View Full Version : Advice for a soon to be New Yorker

January 22nd, 2004, 07:27 PM
Looking for a little advice on where to live in the city. I am a graduate student finishing a PhD and will be moving NY to do a post-doc at Cornell medical or possibly Columbia. Probably could swing $1300-1500/month. Notice some deals theses days on the Upper East Side and I am very intersted in that area, but also understand a lot of young people are rushing to that area as well. Dont want to live with the old folks and a young crowd would be great ...but also dont want the pleasure of being surrounded by youngsters enjoying their first beer. I realize the entire upper east side probably has not turned into one giant dorm but can someone give me their take on what the atmosphere is like in that area.

Also, what is the competition like for apartments? How tough is it to get into a reasonable place?

Thanks a heap

January 22nd, 2004, 10:38 PM
ya know billy joel's song 'uptown girls'? well, he wasn't talking about the west side. Go for it dude, east side rules.

January 23rd, 2004, 10:39 AM
Love the UES, you can't go wrong IMO. Lots of restuarants, good bars, quiet streets, busy streets, rich snobs, fun younger crowd, the park on one side the river on the other - hard to sum up the atmosphere in just a few words for this relatively large neighborhood, but I've never been disappointed.

As for competition for apartments, that's hard to say. Real Estate changes so fast, the people who are actively seeking apartments know much more than I do.

=======

Please continue the forum thread about moving to New York's Upper East Side, picking up right after its last reply.

Photo-based referring expression listing –

=======

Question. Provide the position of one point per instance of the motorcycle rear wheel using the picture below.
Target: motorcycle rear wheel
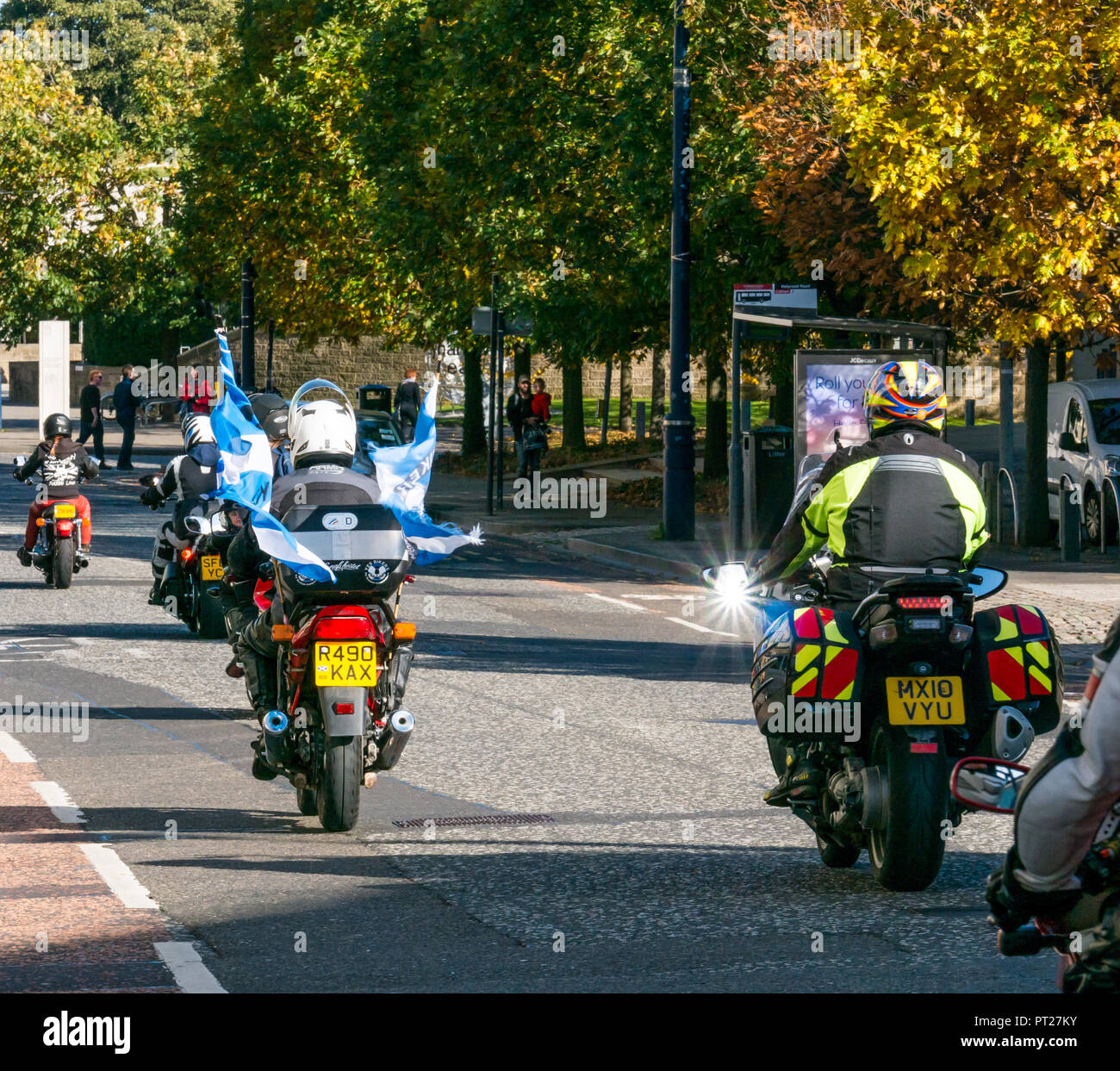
(211, 616)
(339, 783)
(907, 853)
(63, 564)
(306, 801)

=======

TASK RESPONSE –
January 25th, 2004, 09:24 AM
I am a real estate agent. Now you could find a studio around $1,500 no fee Midtown West in a full service building, or in the 90' East Side, same price, no fee, usually around 500 sq ft. For a large studio in a town house, UWS betw 70-89 close to CPW you should consider to spend today $1,500-1,700, plus a broker fee (usually no less than 1 month rent). Of course you can find an apt for $1,300, but I am talking about a good one on a good location.
If you have time you can consider to contact directly the owner, or to find a sublet close to Columbia University (105-122), this is the best way to save money, but you can also have a good deal working with a good agent, even if there is a fee, since a good agent will try to lower the cost of the rent dealing with the owner for you. I would consider the UWS more than the UES, all my clients studing/working at Columbia (doctoral PHD) live in the UWS.
If you work with an agent I recommend you to visit also at least 1/2 fee apts, so you can compare finale price/location/conditions...

January 31st, 2004, 10:51 PM
One downside to the UES: it has the worst subway options in the city. There's only one line (4/5/6) and it is, by far, the most crowded subway line in NYC.

Rush hour on the 4/5/6 is no picnic.